**PASSAGE:**
#####

Winter 2018

Facing the Light

In 1978, when I worked for the National Park Service in Washington DC, the National Portrait Gallery organized an exhibit and a catalog comprised of mid-nineteenth century daguerreotype images of famous Americans.  The first publicly available photographic process (1839), these “sun pictures” beguiled the world.  Taken as their subjects faced straight into natural light, daguerreotypes recorded not just human features, but, to an uncommon degree, the sensibilities and souls of their subjects. There was no hiding. Here’s Albert Gallatin around 1840 and his 80th birthday. By then the brilliant early Secretary of the Treasury was memorialized in the naming of a Montana river, still invested in public service “tenacious, good-natured, and firm-minded.”

*****

This year, luck and longing wheeled me around, time and again, to face into the sun, to stand in the our star’s fierce light where I couldn’t flee:  beauty; complexity; contemplation; the salty, honeyed comfort of friendship;  evil; the garden-variety maladies of age; and always the curative strength of love and laughter.

Tonight I remember moments when life laid me bare to its realities:

  • The malevolent light of last winter’s wicked ice, implacable snow.
  • The sun and the silver scales it threw across the Mediterranean as I stood on Spain’s Costa Blanca.

#####

**LISTED RECORDS:**
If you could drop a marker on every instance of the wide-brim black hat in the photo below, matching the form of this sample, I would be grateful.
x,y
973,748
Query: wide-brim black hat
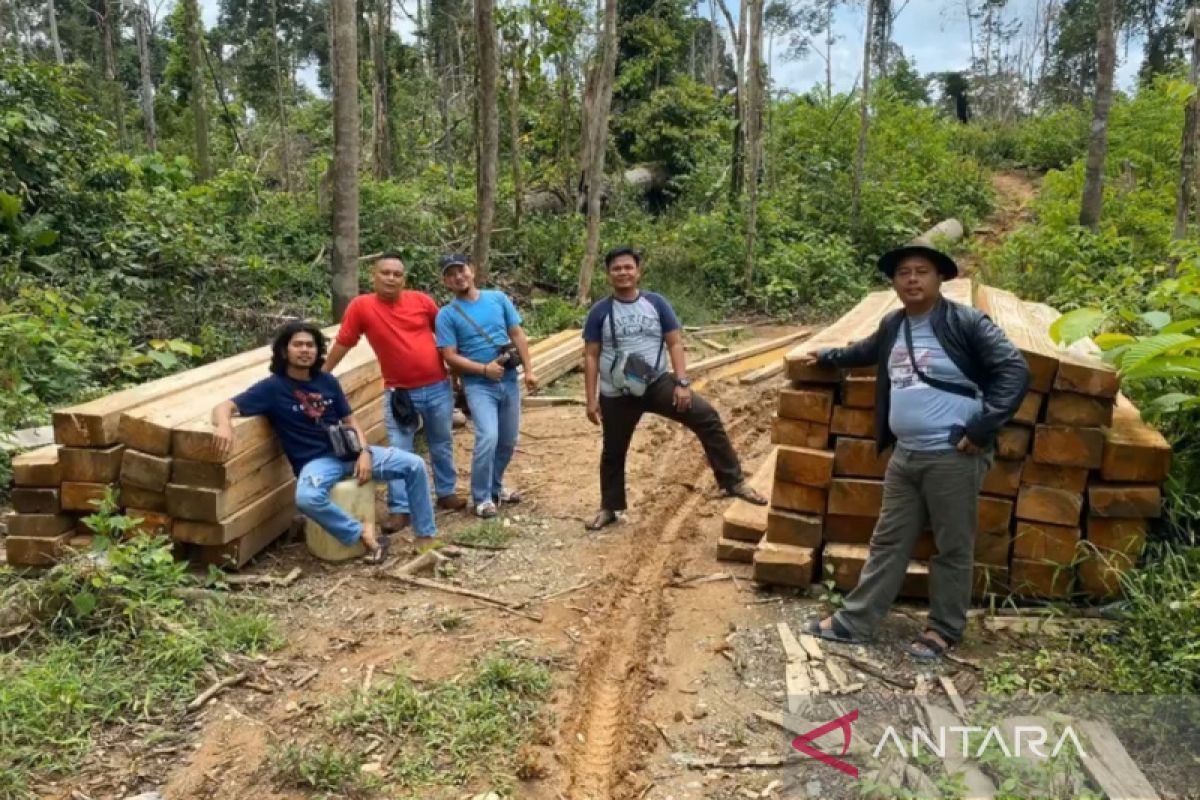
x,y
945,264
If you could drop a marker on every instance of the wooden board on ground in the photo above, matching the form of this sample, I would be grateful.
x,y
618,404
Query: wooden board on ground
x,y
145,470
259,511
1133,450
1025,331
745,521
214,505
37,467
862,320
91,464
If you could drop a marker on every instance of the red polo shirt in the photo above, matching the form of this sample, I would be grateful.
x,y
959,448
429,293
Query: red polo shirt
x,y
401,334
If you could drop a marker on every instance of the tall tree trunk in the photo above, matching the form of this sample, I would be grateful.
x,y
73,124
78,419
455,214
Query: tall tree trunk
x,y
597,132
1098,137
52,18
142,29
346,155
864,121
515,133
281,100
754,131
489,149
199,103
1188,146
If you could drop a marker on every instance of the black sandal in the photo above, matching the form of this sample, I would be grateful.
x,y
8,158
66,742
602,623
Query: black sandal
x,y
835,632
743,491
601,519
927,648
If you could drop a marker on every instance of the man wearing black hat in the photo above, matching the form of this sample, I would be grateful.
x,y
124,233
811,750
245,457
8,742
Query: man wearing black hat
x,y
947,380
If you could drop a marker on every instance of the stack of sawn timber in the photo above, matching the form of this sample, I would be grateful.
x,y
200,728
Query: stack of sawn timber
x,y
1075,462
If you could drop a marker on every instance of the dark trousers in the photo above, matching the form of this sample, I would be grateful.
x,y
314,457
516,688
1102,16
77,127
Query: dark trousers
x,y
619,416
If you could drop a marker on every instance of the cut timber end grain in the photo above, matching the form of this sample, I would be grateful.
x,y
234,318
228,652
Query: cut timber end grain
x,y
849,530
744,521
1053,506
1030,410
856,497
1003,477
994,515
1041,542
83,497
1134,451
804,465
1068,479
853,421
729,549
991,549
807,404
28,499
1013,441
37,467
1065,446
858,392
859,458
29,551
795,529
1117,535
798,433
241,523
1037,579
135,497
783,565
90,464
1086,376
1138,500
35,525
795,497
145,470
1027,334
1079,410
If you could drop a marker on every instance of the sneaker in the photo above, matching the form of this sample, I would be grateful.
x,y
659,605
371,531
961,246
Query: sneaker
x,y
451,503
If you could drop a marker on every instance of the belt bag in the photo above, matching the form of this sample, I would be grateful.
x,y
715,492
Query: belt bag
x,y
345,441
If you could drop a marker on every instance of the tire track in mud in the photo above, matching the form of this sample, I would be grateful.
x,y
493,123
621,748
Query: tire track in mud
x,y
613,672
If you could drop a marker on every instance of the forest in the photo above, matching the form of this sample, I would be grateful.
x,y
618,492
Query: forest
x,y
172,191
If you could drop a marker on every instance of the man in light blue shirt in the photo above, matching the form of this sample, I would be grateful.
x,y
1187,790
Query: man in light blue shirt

#####

**TASK:**
Please answer these questions about the essay, one line each:
(a) In what year did the National Portrait Gallery organize the daguerreotype exhibit?
(b) In what year did the first publicly available photographic process appear?
(c) Where was the writer standing when the sun threw silver scales across the Mediterranean?
The rows have no connection to the essay.

**YOUR RESPONSE:**
(a) 1978
(b) 1839
(c) On Spain's Costa Blanca